▸ Source:
==*==

On a déjà élu un président pour 4 ans, il s'est prolongé d'un an son mandat sans que cela ait empêcher la terre de tourner. Rallonge...
On a déjà élu un président pour 4 ans, il s'est prolongé d'un an son mandat sans que cela ait empêcher la terre de tourner. Rallonger de quelques jours, voire de quelques mois, le mandat actuel, pour trouver une solution durable à l'équité des îles, serait une solution sage.
Le bilan des quarante années d'indépendance, se résume à quelques lignes : six mois de révolution, deux ans de dictature, dix-huit ans d'occupation, six ans d'anarchie et vingt ans de séparatisme. Nos meilleurs littéraires trouveraient quelques lignes à rajouter pour faire une page; par contre, notre avenir commun est la principale préoccupation à mon sens. C'est en cela, que je suis favorable à des Assises Nationales pour préparer et garantir cet avenir. Il n'est plus besoin de confondre course et précipitation?
On est nombreux à citer comme exemple de développement les Seychelles, pour prouver que le coup d'état de France Albert René n'a pas empêché son évolution. Mais personne n'évoque le caractère pragmatique des Seychellois, qui manque aux Comoriens. Un exemple vient étayer ma démonstration. En 1992, les Seychelles comme les Comores décident de convoquer des conférences nationales pour sortir de leurs crises. Aux Seychelles, les délégués à la conférence, étaient élus à la proportionnelle intégrale par listes, aux Comores, chaque formation qui avait déposé une copie de statut à la préfecture, a eu droit à un délégué. Conclusion, les Seychellois ont choisi la voie qui était la meilleur pour leur Nation, les Comores ont accouché d'un texte sans tête ni queue, qui empêchait même l'organisation d'une élection présidentielle, par le seul fait que les candidats devaient être parrainés par 12 élus par île, alors que Mohéli n'en comptait que 5. Il fallait être vraiment comorien pour ne pas comprendre cela. La suite, on la connait, déportation du Président, puis autre conférence nationale.
Au jour d'aujourd'hui, si l'on se posait la simple question, en quoi le conseil constitutionnel et le CENI seraient-ils cette fois-ci plus honnêtes que leurs prédécesseurs, pour organiser des élections impartiales, libres et démocratiques? Personne ne peut garantir une réponse. Le coup de maître du Conseil Constitutionnel sur les élections du bureau de l'Assemblée Nationale est la bonne illustration. Invalider des élections l'avant-veille de l'ouverture de l'Assemblée, sans donner obligation de désigner leurs remplaçants avant l'ouverture de l'Assemblée, pour que celle-ci soit au grand complet, démontre qu'il y a des limites de confiances que nous devons reserver.
Partant de ce constat, je reviens à une interview que j'ai accordé au journal « le Matin des Comores » en 2002, suite aux querelles, qui opposaient les Présidents Azali et Elbak sur l'application de l'article 9 de la constitution. Le Président Azali, a compris au dernier moment, que ses délégués au comité de suivi étaient incompétents et n'avaient rien compris des sens des mots. Il a racheté le chef de la délégation de l'opposition pour faire croire à une unanimité, puis a fait usage de la force de l'armée pour imposer un point de vue contraire aux aspirations légitimes des populations des îles.

==*==

▸ Consigne A: Énumérez les périodes qui composent, selon le texte, le bilan des quarante années d'indépendance.
▸ Consigne B: Extrayez du texte le passage qui va de « Au jour d'aujourd'hui, si » à « nous devons reserver. ».
Appuyez-vous uniquement sur le texte.

▸ Données fournies:
==*==

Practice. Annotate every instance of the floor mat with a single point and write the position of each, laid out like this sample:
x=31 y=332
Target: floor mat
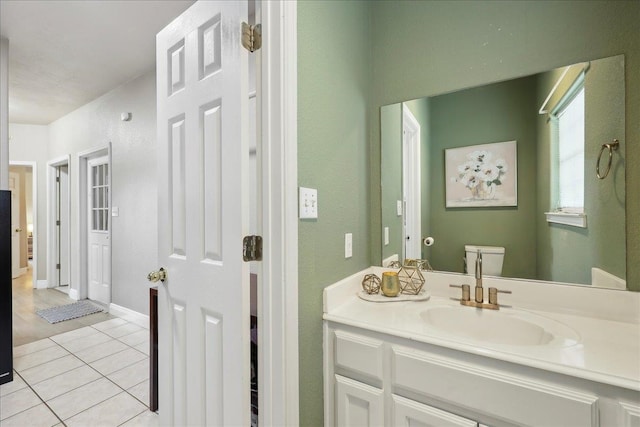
x=69 y=311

==*==

▸ Réponse A:
- Six mois de révolution
- Deux ans de dictature
- Dix-huit ans d'occupation
- Six ans d'anarchie
- Vingt ans de séparatisme

▸ Réponse B:
Au jour d'aujourd'hui, si l'on se posait la simple question, en quoi le conseil constitutionnel et le CENI seraient-ils cette fois-ci plus honnêtes que leurs prédécesseurs, pour organiser des élections impartiales, libres et démocratiques? Personne ne peut garantir une réponse. Le coup de maître du Conseil Constitutionnel sur les élections du bureau de l'Assemblée Nationale est la bonne illustration. Invalider des élections l'avant-veille de l'ouverture de l'Assemblée, sans donner obligation de désigner leurs remplaçants avant l'ouverture de l'Assemblée, pour que celle-ci soit au grand complet, démontre qu'il y a des limites de confiances que nous devons reserver.